## Task to carry out:
Write out every line of the records below word for word, with nothing changed.

╭─ Data provided

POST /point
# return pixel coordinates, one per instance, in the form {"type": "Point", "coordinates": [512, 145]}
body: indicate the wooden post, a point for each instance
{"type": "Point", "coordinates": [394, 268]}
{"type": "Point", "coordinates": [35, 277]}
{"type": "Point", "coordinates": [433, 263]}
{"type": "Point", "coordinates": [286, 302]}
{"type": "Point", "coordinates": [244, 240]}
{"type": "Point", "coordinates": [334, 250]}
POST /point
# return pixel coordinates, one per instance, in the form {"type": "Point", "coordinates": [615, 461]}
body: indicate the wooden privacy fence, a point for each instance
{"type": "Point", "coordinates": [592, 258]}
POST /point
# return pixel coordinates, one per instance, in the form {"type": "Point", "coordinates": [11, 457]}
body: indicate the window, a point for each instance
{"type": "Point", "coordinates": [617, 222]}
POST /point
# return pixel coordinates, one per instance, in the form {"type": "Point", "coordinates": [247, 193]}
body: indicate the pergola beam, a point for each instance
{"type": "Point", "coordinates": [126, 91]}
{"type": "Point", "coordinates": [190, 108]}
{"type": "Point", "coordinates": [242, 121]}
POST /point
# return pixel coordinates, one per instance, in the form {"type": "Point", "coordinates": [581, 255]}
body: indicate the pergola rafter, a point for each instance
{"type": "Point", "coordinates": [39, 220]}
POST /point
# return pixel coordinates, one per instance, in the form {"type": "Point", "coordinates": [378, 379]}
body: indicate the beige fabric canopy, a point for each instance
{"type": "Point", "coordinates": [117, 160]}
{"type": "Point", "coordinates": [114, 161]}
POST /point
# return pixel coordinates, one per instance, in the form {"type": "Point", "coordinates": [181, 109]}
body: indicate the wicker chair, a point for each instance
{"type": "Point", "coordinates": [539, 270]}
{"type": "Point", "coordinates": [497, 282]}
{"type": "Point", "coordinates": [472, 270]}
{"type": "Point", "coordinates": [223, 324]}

╰─

## Solution for this task:
POST /point
# return pixel coordinates, one per instance, in the form {"type": "Point", "coordinates": [512, 145]}
body: indicate the wooden post, a point for each instance
{"type": "Point", "coordinates": [394, 268]}
{"type": "Point", "coordinates": [35, 277]}
{"type": "Point", "coordinates": [433, 263]}
{"type": "Point", "coordinates": [286, 302]}
{"type": "Point", "coordinates": [244, 240]}
{"type": "Point", "coordinates": [334, 250]}
POST /point
# return pixel coordinates, one per instance, in the form {"type": "Point", "coordinates": [615, 461]}
body: indicate the wooden privacy fence, a point for each instance
{"type": "Point", "coordinates": [592, 258]}
POST /point
# return pixel coordinates, one per instance, in the form {"type": "Point", "coordinates": [11, 457]}
body: indicate the window, a point for each instance
{"type": "Point", "coordinates": [617, 222]}
POST /point
# return pixel coordinates, one per instance, in the form {"type": "Point", "coordinates": [247, 193]}
body: indicate the pergola beam, a point for each instance
{"type": "Point", "coordinates": [126, 91]}
{"type": "Point", "coordinates": [190, 108]}
{"type": "Point", "coordinates": [242, 121]}
POST /point
# return pixel coordinates, one per instance, in the form {"type": "Point", "coordinates": [581, 255]}
body: indicate the pergola rafter, a point for each instance
{"type": "Point", "coordinates": [39, 220]}
POST /point
# return pixel coordinates, one per instance, in the form {"type": "Point", "coordinates": [378, 379]}
body: indicate the beige fabric canopy, a point for each instance
{"type": "Point", "coordinates": [117, 160]}
{"type": "Point", "coordinates": [114, 161]}
POST /point
# return pixel coordinates, one per instance, in the form {"type": "Point", "coordinates": [181, 109]}
body: indicate the wicker chair, a point for each instance
{"type": "Point", "coordinates": [539, 270]}
{"type": "Point", "coordinates": [497, 282]}
{"type": "Point", "coordinates": [472, 270]}
{"type": "Point", "coordinates": [223, 324]}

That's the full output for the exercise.